19 First-Time Homebuyer Mistakes to Avoid

Avoiding common first-time homebuyer mistakes can help you save money, reduce stress, and start your homeownership journey on the right foot. A little planning now can prevent big regrets later.
Buying your first home is both exciting and nerve-wracking. With hundreds of thousands of dollars on the line, you want to ensure you’re making a wise financial investment that won’t leave you with first-time home-buying regrets later.
You also want to be confident in your home-buying decisions. A recent study from Clever Real Estate found that 82% of Americans who purchased a home in 2023 or 2024 have at least one regret about their purchase, with 43% saying saying they’ve struggled to make their mortgage payment and another 44% lamenting that they’ve had to take on additional debt to maintain their lifestyle.
To avoid winding up with your own case of buyer’s remorse, we’ll dive into the top home-buying mistakes first-timers make — and how to avoid them.
Common First-Time Home Buying Mistakes
First-time homebuyers accounted for a record-low 24% of all buyers in 2024, down from 32% in 2023, with the age of the typical first-time buyer shooting to 38, up from 35 the year before, according to the National Association of Realtors.
The numbers indicate that homeownership is getting harder. It can come with unexpected hurdles and learning opportunities, but knowing them ahead of time can help you beat the averages. Here are the top first-time homebuyer mistakes and action steps to speed up and smooth out your journey to homeownership.
1. Starting the Loan Approval Process Too Late
A lot of buyers tend to put the cart before the horse and look at homes before speaking to a mortgage lender. While you might fall in love with flashy new homes, the amount you qualify to borrow might not match your champagne taste.
“It's like driving a new car. As soon as you drive the new car and get the smell of the new car, all of your financial wits kind of go out the window,” says Emily Bort, a senior loan advisor with Movement Mortgage in Seattle.
Action step: Get preapproved for a mortgage at least three to six months in advance, advises Bort. If you know you have some credit challenges, such as a lower credit score, you might need even more lead time to work on those issues to qualify for more competitive rates and loan terms.
2. Not Knowing All the Costs Involved
You might be proud of saving up a lot of cash for your down payment, but there are other costs to factor into your home-buying budget. Closing costs, which include loan origination fees, discount points, the appraisal, title insurance and other third-party fees, can amount to 2% to 5% of the loan amount. Then there’s the home inspection, moving expenses and new furniture.
Additionally, experts recommend setting aside about 1% to 2% of your home's price annually to pay for maintenance expenses. The more expensive your home, the more you’ll need to save.
Action step: Create a detailed budget that accounts for all potential homeownership costs — both upfront at closing and after move-in. Don’t forget to account for all of your other monthly debt obligations, including those that appear on your credit report and those that don’t (childcare, food, utilities, gas, healthcare, etc.).
Related: What’s the Best Down Payment for First-Time Homebuyers?
3. Using Your Entire Savings
Emptying your bank account to buy a home leaves you house-poor and financially vulnerable. After purchasing, you’ll need some cash reserves for emergency repairs, maintenance and unexpected life events.
Financial experts recommend having an emergency fund equal to at least six months of living expenses after your home purchase. This provides a critical safety net as you adjust to your new responsibilities of homeownership.

• CHALLENGE 1:
Put the lines of the records between the lines holding "Sample: x=360, y=446." and "x=1322, y=353", inclusive, into a numbered list, leaving out any blank lines.

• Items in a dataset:
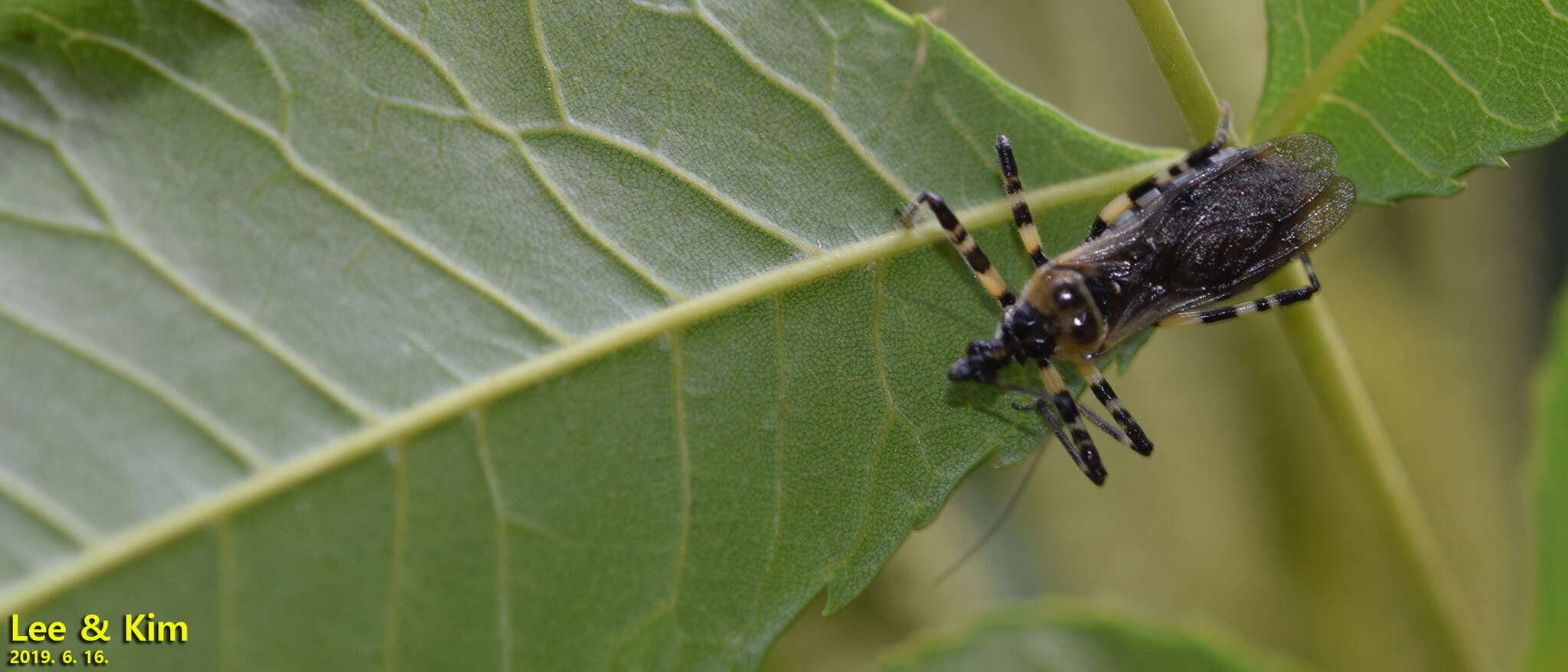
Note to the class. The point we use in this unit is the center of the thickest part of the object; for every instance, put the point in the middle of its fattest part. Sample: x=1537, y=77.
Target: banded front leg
x=1134, y=434
x=965, y=243
x=1023, y=220
x=1081, y=447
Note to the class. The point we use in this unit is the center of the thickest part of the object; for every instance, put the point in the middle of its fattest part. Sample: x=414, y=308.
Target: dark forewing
x=1222, y=233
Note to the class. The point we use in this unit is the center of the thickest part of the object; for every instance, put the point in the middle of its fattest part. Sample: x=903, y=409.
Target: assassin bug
x=1204, y=229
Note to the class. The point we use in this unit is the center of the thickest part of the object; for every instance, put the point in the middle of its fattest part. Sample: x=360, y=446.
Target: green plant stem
x=1180, y=66
x=1330, y=372
x=1322, y=353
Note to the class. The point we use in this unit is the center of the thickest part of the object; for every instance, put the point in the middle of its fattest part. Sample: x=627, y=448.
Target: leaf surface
x=1070, y=638
x=1416, y=93
x=492, y=334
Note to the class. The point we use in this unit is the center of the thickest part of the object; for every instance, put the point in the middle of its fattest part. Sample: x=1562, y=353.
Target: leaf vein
x=1460, y=80
x=47, y=510
x=394, y=607
x=320, y=179
x=502, y=555
x=486, y=121
x=157, y=531
x=684, y=452
x=217, y=431
x=752, y=217
x=1388, y=139
x=808, y=97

• CHALLENGE 2:
Output the passage of the article on first-time homebuyer mistakes between "The numbers indicate" and "your champagne taste.", inclusive, word for word.

• EXERCISE SOLUTION 1:
1. Note to the class. The point we use in this unit is the center of the thickest part of the object; for every instance, put the point in the middle of its fattest part. Sample: x=360, y=446.
2. Target: green plant stem
3. x=1180, y=66
4. x=1330, y=372
5. x=1322, y=353

• EXERCISE SOLUTION 2:
The numbers indicate that homeownership is getting harder. It can come with unexpected hurdles and learning opportunities, but knowing them ahead of time can help you beat the averages. Here are the top first-time homebuyer mistakes and action steps to speed up and smooth out your journey to homeownership.
1. Starting the Loan Approval Process Too Late
A lot of buyers tend to put the cart before the horse and look at homes before speaking to a mortgage lender. While you might fall in love with flashy new homes, the amount you qualify to borrow might not match your champagne taste.